> [RECORDS]
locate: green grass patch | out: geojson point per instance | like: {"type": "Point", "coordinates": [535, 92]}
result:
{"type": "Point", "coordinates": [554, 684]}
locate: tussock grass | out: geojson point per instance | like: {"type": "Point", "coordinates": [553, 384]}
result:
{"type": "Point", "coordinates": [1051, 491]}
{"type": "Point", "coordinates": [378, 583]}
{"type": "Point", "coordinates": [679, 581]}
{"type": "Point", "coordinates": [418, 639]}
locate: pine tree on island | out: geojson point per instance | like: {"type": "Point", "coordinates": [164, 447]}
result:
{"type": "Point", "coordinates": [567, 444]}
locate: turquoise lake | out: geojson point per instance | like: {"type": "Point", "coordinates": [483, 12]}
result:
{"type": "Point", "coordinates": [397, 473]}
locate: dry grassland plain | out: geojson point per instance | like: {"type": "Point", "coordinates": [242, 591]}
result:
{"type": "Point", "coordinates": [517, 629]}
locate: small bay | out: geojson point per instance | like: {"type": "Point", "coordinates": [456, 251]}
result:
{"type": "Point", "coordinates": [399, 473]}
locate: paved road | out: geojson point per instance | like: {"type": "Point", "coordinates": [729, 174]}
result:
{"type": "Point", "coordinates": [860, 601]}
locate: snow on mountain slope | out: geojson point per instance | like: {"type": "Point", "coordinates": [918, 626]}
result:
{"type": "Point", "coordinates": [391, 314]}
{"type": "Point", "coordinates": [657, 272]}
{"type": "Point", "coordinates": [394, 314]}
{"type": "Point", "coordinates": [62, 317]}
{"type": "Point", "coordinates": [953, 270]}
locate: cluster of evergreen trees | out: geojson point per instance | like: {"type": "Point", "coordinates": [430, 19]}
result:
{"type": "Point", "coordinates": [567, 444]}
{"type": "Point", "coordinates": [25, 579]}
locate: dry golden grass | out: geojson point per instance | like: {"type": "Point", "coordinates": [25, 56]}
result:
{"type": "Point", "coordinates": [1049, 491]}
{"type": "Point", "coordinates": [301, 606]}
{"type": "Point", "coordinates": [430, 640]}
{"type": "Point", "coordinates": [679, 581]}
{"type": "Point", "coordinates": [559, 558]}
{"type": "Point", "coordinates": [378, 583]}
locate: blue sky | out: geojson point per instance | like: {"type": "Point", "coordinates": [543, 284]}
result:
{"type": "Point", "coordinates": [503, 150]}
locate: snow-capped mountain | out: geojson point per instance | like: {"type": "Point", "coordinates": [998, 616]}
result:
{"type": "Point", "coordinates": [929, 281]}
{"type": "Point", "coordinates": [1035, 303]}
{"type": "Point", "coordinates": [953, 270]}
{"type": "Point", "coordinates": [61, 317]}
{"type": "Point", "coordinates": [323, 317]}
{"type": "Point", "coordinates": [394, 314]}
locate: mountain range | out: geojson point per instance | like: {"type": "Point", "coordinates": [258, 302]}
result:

> [TO DO] Reproduce all of the rows above line for line, without changing any character.

> [ANSWER FOR THE TASK]
locate: green grass patch | out: geojson point per instance | like: {"type": "Point", "coordinates": [535, 92]}
result:
{"type": "Point", "coordinates": [554, 684]}
locate: tussock grass | out: geojson point per instance | like: {"type": "Point", "coordinates": [553, 384]}
result:
{"type": "Point", "coordinates": [1051, 491]}
{"type": "Point", "coordinates": [378, 583]}
{"type": "Point", "coordinates": [679, 581]}
{"type": "Point", "coordinates": [418, 639]}
locate: pine tree on island | out: geojson point per instance | like: {"type": "Point", "coordinates": [164, 447]}
result:
{"type": "Point", "coordinates": [567, 444]}
locate: turquoise lake | out: geojson point per instance | like: {"type": "Point", "coordinates": [483, 12]}
result:
{"type": "Point", "coordinates": [397, 473]}
locate: dry grassland plain | out: geojson point per instance | like: {"type": "Point", "coordinates": [242, 591]}
result:
{"type": "Point", "coordinates": [517, 629]}
locate: small bay | out: geojson point per instance | like: {"type": "Point", "coordinates": [456, 251]}
result:
{"type": "Point", "coordinates": [399, 473]}
locate: paved road | out: geojson point per instance | like: {"type": "Point", "coordinates": [729, 174]}
result:
{"type": "Point", "coordinates": [860, 601]}
locate: snow on mountain slope | out: geojson point per instance | like: {"type": "Point", "coordinates": [918, 626]}
result:
{"type": "Point", "coordinates": [391, 314]}
{"type": "Point", "coordinates": [657, 272]}
{"type": "Point", "coordinates": [394, 314]}
{"type": "Point", "coordinates": [62, 317]}
{"type": "Point", "coordinates": [953, 270]}
locate: cluster of evergreen trees | out: geojson point per instance | like: {"type": "Point", "coordinates": [430, 19]}
result:
{"type": "Point", "coordinates": [567, 444]}
{"type": "Point", "coordinates": [25, 579]}
locate: dry golden grass | out: geojson point per instance | like: {"type": "Point", "coordinates": [25, 56]}
result:
{"type": "Point", "coordinates": [1049, 491]}
{"type": "Point", "coordinates": [301, 606]}
{"type": "Point", "coordinates": [430, 640]}
{"type": "Point", "coordinates": [679, 581]}
{"type": "Point", "coordinates": [559, 558]}
{"type": "Point", "coordinates": [378, 583]}
locate: blue sky | out: geojson point per instance | like: {"type": "Point", "coordinates": [543, 284]}
result:
{"type": "Point", "coordinates": [503, 150]}
locate: snow-capped mountain | out: geojson point per instance | like: {"type": "Point", "coordinates": [998, 616]}
result:
{"type": "Point", "coordinates": [929, 281]}
{"type": "Point", "coordinates": [1035, 303]}
{"type": "Point", "coordinates": [953, 270]}
{"type": "Point", "coordinates": [61, 317]}
{"type": "Point", "coordinates": [323, 317]}
{"type": "Point", "coordinates": [394, 314]}
locate: mountain range | out: geojson point per instance | like: {"type": "Point", "coordinates": [258, 302]}
result:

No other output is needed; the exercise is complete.